WHAT THE EXERCISE ASKS
Please count the lines in the entries that follow which contain the string "below", treating uppercase and lowercase as different. Give only the number.

─── RECORDS FOR THE TASK

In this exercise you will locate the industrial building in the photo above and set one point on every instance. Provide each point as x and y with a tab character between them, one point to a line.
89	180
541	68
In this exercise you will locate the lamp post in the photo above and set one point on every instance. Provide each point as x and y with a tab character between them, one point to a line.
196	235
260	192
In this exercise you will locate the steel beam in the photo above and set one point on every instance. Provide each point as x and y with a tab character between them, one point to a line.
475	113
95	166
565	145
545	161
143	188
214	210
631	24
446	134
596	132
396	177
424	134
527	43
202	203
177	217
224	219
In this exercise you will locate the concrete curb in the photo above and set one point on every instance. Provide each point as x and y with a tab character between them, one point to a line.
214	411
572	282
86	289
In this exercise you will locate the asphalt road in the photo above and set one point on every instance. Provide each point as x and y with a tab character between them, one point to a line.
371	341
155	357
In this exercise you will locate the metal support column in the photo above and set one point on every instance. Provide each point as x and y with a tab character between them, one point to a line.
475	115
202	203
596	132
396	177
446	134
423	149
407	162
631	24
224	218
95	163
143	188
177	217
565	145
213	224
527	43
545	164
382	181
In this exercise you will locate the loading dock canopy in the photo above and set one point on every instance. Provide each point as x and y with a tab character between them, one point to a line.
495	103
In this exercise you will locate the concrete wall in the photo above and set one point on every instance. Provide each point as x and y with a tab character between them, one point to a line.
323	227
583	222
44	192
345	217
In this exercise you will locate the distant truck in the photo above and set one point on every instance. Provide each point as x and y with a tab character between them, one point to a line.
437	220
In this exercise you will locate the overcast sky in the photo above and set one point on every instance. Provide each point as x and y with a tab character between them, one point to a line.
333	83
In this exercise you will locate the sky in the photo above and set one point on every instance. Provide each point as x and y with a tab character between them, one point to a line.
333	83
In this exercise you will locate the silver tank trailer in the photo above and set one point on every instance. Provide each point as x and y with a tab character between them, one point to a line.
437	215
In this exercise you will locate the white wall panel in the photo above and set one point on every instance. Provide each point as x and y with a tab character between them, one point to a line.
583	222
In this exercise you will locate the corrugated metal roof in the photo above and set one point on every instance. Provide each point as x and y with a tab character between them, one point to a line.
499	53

──────
─── RECORDS FOR THE TASK

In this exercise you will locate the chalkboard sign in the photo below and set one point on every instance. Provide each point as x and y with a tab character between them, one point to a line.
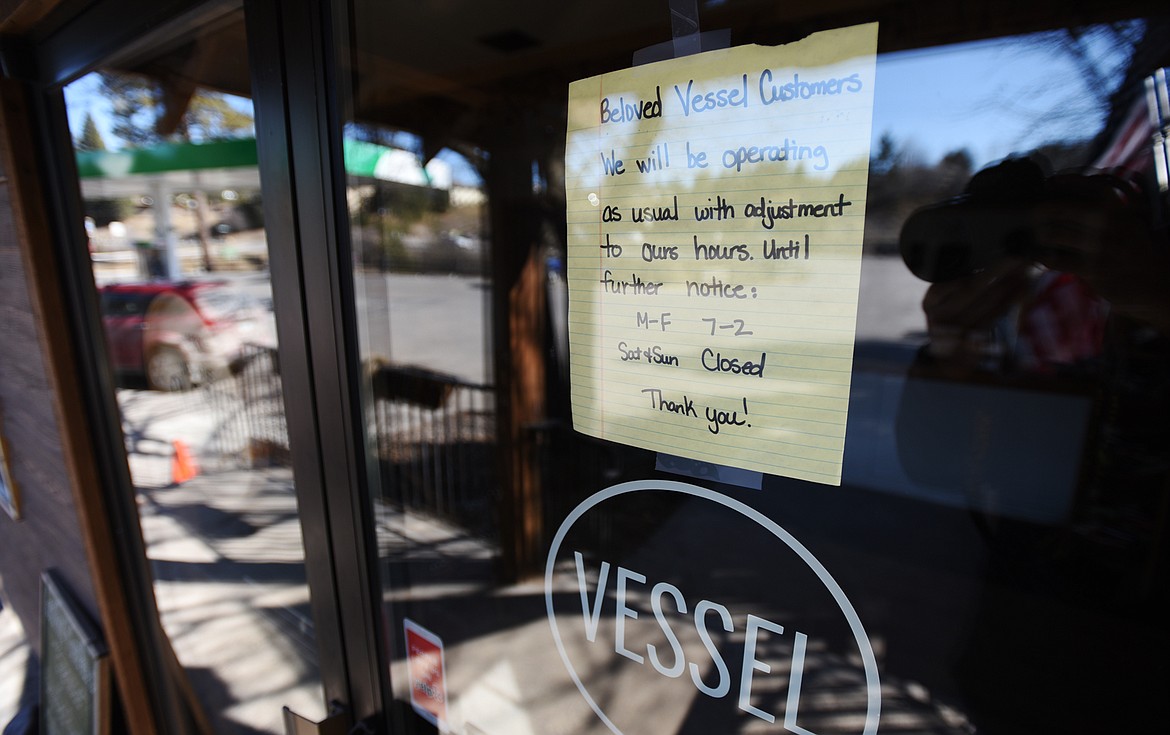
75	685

──────
─── RECORDS FOR THE TASK

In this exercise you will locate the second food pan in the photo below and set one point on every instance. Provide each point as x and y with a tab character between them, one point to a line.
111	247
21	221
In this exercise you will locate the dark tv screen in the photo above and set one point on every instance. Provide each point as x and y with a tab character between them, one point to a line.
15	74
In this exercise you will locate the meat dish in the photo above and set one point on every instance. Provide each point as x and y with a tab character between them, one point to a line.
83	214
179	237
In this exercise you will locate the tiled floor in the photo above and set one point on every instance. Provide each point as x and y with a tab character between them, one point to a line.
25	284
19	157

──────

TASK ANSWER
2